→ Task brief:
For the listing below, give the number of lines that hold the string "boat", without anything else.

→ Extracted data:
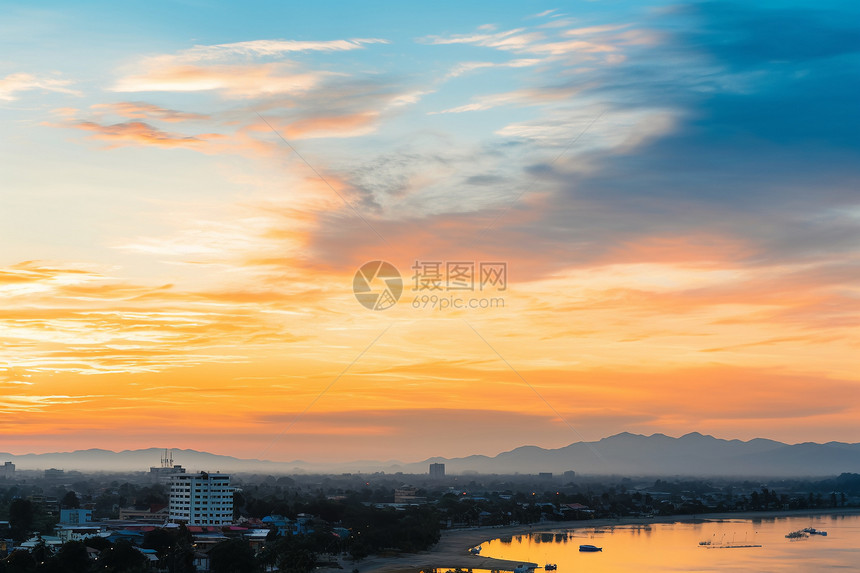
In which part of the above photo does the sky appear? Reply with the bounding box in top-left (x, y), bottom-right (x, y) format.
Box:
top-left (1, 1), bottom-right (859, 464)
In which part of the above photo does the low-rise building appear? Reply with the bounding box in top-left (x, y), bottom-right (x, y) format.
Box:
top-left (56, 525), bottom-right (103, 543)
top-left (118, 505), bottom-right (168, 523)
top-left (44, 468), bottom-right (64, 480)
top-left (59, 508), bottom-right (93, 525)
top-left (394, 486), bottom-right (421, 503)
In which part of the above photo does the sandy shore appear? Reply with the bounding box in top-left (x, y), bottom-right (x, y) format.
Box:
top-left (342, 507), bottom-right (860, 573)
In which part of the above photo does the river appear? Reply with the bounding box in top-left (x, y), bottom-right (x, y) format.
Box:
top-left (475, 514), bottom-right (860, 572)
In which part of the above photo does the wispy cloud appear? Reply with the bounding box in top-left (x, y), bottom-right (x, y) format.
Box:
top-left (446, 58), bottom-right (541, 78)
top-left (259, 111), bottom-right (381, 140)
top-left (530, 9), bottom-right (559, 19)
top-left (168, 38), bottom-right (389, 62)
top-left (423, 22), bottom-right (637, 59)
top-left (48, 102), bottom-right (221, 150)
top-left (90, 102), bottom-right (209, 122)
top-left (0, 72), bottom-right (80, 101)
top-left (113, 63), bottom-right (328, 96)
top-left (112, 37), bottom-right (389, 97)
top-left (70, 120), bottom-right (224, 149)
top-left (0, 395), bottom-right (103, 413)
top-left (425, 28), bottom-right (543, 50)
top-left (429, 85), bottom-right (584, 114)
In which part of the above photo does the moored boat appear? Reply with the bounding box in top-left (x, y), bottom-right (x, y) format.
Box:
top-left (544, 564), bottom-right (557, 570)
top-left (579, 544), bottom-right (602, 552)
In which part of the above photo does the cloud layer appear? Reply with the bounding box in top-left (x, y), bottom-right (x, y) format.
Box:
top-left (2, 1), bottom-right (859, 460)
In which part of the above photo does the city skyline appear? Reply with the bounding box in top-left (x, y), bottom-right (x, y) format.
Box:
top-left (2, 1), bottom-right (859, 463)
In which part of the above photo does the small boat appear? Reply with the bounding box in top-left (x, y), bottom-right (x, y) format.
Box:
top-left (803, 528), bottom-right (828, 536)
top-left (469, 546), bottom-right (482, 554)
top-left (544, 564), bottom-right (557, 570)
top-left (514, 564), bottom-right (536, 573)
top-left (579, 544), bottom-right (602, 552)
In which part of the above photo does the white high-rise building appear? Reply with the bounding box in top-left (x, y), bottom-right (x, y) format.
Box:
top-left (168, 472), bottom-right (233, 525)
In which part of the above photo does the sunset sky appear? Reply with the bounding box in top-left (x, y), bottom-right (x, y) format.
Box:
top-left (2, 1), bottom-right (859, 464)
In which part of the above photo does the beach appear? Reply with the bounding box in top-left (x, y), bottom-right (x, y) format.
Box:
top-left (347, 508), bottom-right (860, 573)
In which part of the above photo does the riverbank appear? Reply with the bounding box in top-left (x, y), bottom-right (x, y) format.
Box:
top-left (348, 507), bottom-right (860, 573)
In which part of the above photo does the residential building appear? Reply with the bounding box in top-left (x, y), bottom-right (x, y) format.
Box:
top-left (2, 462), bottom-right (13, 479)
top-left (169, 472), bottom-right (233, 526)
top-left (429, 463), bottom-right (445, 479)
top-left (56, 525), bottom-right (102, 543)
top-left (59, 508), bottom-right (93, 525)
top-left (44, 468), bottom-right (64, 479)
top-left (118, 504), bottom-right (168, 523)
top-left (394, 486), bottom-right (424, 504)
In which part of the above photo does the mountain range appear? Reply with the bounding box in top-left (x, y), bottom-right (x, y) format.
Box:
top-left (3, 432), bottom-right (860, 477)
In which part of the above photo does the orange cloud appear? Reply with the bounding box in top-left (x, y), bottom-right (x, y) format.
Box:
top-left (273, 111), bottom-right (381, 140)
top-left (91, 101), bottom-right (209, 122)
top-left (71, 120), bottom-right (223, 149)
top-left (113, 63), bottom-right (327, 97)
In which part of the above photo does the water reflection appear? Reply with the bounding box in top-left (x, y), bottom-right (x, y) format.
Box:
top-left (479, 514), bottom-right (860, 572)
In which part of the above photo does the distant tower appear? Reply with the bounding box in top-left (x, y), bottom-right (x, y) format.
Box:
top-left (2, 461), bottom-right (14, 479)
top-left (151, 449), bottom-right (185, 484)
top-left (429, 463), bottom-right (445, 479)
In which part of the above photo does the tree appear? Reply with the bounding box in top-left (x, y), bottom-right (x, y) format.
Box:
top-left (3, 550), bottom-right (36, 573)
top-left (51, 541), bottom-right (91, 573)
top-left (29, 541), bottom-right (51, 569)
top-left (98, 540), bottom-right (148, 573)
top-left (60, 492), bottom-right (80, 509)
top-left (349, 541), bottom-right (368, 564)
top-left (208, 539), bottom-right (259, 573)
top-left (83, 537), bottom-right (111, 552)
top-left (143, 528), bottom-right (175, 561)
top-left (8, 500), bottom-right (34, 543)
top-left (168, 543), bottom-right (197, 573)
top-left (166, 526), bottom-right (196, 573)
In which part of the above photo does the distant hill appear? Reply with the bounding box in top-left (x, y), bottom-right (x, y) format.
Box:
top-left (393, 432), bottom-right (860, 477)
top-left (3, 432), bottom-right (860, 477)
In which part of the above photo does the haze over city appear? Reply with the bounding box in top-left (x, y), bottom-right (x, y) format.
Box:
top-left (2, 0), bottom-right (859, 469)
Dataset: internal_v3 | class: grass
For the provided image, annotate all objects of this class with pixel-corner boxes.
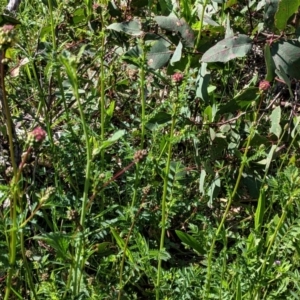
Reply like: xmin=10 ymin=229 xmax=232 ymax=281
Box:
xmin=1 ymin=0 xmax=300 ymax=299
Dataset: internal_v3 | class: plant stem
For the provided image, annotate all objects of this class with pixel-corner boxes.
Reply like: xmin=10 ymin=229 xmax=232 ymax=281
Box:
xmin=60 ymin=53 xmax=92 ymax=296
xmin=117 ymin=204 xmax=144 ymax=300
xmin=131 ymin=39 xmax=146 ymax=211
xmin=73 ymin=88 xmax=92 ymax=295
xmin=99 ymin=29 xmax=106 ymax=212
xmin=1 ymin=48 xmax=18 ymax=300
xmin=156 ymin=86 xmax=178 ymax=300
xmin=1 ymin=50 xmax=17 ymax=176
xmin=204 ymin=108 xmax=258 ymax=298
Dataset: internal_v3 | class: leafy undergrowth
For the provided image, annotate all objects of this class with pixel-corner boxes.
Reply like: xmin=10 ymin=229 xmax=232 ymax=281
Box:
xmin=1 ymin=0 xmax=300 ymax=299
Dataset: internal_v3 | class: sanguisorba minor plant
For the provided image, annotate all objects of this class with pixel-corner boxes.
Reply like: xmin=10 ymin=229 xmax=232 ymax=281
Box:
xmin=3 ymin=0 xmax=300 ymax=299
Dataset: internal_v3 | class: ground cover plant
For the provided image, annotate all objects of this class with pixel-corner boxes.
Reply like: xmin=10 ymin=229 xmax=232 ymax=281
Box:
xmin=1 ymin=0 xmax=300 ymax=299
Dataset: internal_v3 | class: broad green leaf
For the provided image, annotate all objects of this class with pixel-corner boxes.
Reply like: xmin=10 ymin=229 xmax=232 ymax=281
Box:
xmin=199 ymin=169 xmax=206 ymax=195
xmin=170 ymin=41 xmax=183 ymax=66
xmin=201 ymin=34 xmax=252 ymax=63
xmin=203 ymin=16 xmax=220 ymax=27
xmin=71 ymin=8 xmax=86 ymax=25
xmin=255 ymin=189 xmax=266 ymax=231
xmin=225 ymin=14 xmax=234 ymax=38
xmin=257 ymin=0 xmax=266 ymax=11
xmin=204 ymin=105 xmax=212 ymax=122
xmin=106 ymin=101 xmax=115 ymax=118
xmin=234 ymin=87 xmax=260 ymax=102
xmin=271 ymin=40 xmax=300 ymax=79
xmin=275 ymin=65 xmax=294 ymax=98
xmin=291 ymin=116 xmax=300 ymax=138
xmin=264 ymin=0 xmax=279 ymax=29
xmin=107 ymin=20 xmax=143 ymax=36
xmin=264 ymin=43 xmax=275 ymax=82
xmin=196 ymin=63 xmax=210 ymax=104
xmin=270 ymin=106 xmax=282 ymax=138
xmin=210 ymin=128 xmax=216 ymax=141
xmin=275 ymin=0 xmax=300 ymax=30
xmin=147 ymin=39 xmax=172 ymax=69
xmin=154 ymin=14 xmax=195 ymax=47
xmin=175 ymin=230 xmax=205 ymax=255
xmin=123 ymin=46 xmax=142 ymax=67
xmin=146 ymin=112 xmax=172 ymax=130
xmin=207 ymin=175 xmax=221 ymax=208
xmin=265 ymin=144 xmax=277 ymax=171
xmin=60 ymin=50 xmax=78 ymax=91
xmin=0 ymin=14 xmax=21 ymax=26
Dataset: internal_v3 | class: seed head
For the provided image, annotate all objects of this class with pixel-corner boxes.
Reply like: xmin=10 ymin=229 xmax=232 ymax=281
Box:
xmin=133 ymin=149 xmax=147 ymax=162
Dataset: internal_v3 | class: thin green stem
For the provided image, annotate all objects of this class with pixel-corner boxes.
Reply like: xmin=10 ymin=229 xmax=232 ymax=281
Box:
xmin=156 ymin=86 xmax=178 ymax=300
xmin=73 ymin=87 xmax=92 ymax=295
xmin=117 ymin=205 xmax=144 ymax=300
xmin=139 ymin=48 xmax=146 ymax=150
xmin=1 ymin=48 xmax=18 ymax=300
xmin=131 ymin=40 xmax=146 ymax=211
xmin=195 ymin=0 xmax=208 ymax=49
xmin=204 ymin=108 xmax=259 ymax=299
xmin=99 ymin=30 xmax=106 ymax=211
xmin=1 ymin=51 xmax=17 ymax=176
xmin=60 ymin=50 xmax=92 ymax=296
xmin=20 ymin=231 xmax=38 ymax=299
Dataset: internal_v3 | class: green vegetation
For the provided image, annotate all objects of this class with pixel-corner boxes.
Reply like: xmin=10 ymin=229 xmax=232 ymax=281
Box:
xmin=1 ymin=0 xmax=300 ymax=299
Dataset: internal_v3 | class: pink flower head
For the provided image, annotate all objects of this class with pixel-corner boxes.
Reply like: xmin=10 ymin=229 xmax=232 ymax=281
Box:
xmin=259 ymin=80 xmax=271 ymax=91
xmin=28 ymin=127 xmax=47 ymax=145
xmin=172 ymin=72 xmax=184 ymax=84
xmin=2 ymin=25 xmax=14 ymax=32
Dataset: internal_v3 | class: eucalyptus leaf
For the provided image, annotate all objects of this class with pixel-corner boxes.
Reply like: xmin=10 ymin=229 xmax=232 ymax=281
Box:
xmin=275 ymin=0 xmax=300 ymax=30
xmin=270 ymin=106 xmax=282 ymax=139
xmin=170 ymin=41 xmax=183 ymax=66
xmin=154 ymin=14 xmax=195 ymax=47
xmin=147 ymin=39 xmax=172 ymax=69
xmin=196 ymin=63 xmax=210 ymax=104
xmin=107 ymin=20 xmax=143 ymax=36
xmin=201 ymin=34 xmax=252 ymax=63
xmin=271 ymin=40 xmax=300 ymax=80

→ Response to the exercise:
2